>>

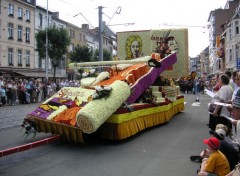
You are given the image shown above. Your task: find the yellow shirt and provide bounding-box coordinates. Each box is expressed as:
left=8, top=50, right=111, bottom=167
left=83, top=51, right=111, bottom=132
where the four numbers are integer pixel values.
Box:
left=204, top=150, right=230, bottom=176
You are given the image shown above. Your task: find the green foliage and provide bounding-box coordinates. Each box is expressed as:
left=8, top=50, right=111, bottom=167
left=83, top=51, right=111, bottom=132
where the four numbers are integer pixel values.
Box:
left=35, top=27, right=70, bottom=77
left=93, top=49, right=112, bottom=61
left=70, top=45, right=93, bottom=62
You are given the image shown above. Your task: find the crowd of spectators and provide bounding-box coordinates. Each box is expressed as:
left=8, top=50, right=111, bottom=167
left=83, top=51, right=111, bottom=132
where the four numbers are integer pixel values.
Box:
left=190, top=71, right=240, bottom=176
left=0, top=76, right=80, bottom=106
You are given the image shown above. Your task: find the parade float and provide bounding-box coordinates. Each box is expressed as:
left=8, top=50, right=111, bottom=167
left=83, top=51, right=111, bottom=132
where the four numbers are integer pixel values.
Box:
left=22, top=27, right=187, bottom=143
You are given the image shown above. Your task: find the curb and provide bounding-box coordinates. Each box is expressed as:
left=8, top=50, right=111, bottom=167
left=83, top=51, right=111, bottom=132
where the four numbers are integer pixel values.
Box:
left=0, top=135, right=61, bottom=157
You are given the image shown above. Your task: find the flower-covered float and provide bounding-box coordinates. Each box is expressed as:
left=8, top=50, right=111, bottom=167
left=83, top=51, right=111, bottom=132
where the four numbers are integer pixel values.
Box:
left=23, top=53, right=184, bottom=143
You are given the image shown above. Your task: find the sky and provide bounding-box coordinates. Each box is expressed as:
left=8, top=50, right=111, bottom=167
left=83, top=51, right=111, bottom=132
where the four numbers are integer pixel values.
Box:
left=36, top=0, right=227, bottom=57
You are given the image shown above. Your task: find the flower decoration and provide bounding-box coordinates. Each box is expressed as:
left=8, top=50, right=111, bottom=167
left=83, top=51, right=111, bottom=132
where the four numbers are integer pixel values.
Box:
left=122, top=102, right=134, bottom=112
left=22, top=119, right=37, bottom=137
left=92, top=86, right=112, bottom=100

<<

### What you should do
From the records above, copy out word for word the part that opens with the line containing "find the crowd" and closes with the line containing "left=0, top=76, right=80, bottom=106". Include both of those lines.

### Complete response
You are given the image shown above. Your task: find the crowd of spectators and provide bounding-box coordinates. Each box is expressed as:
left=8, top=50, right=111, bottom=167
left=83, top=51, right=111, bottom=132
where the four numbers are integer pixel values.
Box:
left=190, top=71, right=240, bottom=176
left=0, top=76, right=80, bottom=106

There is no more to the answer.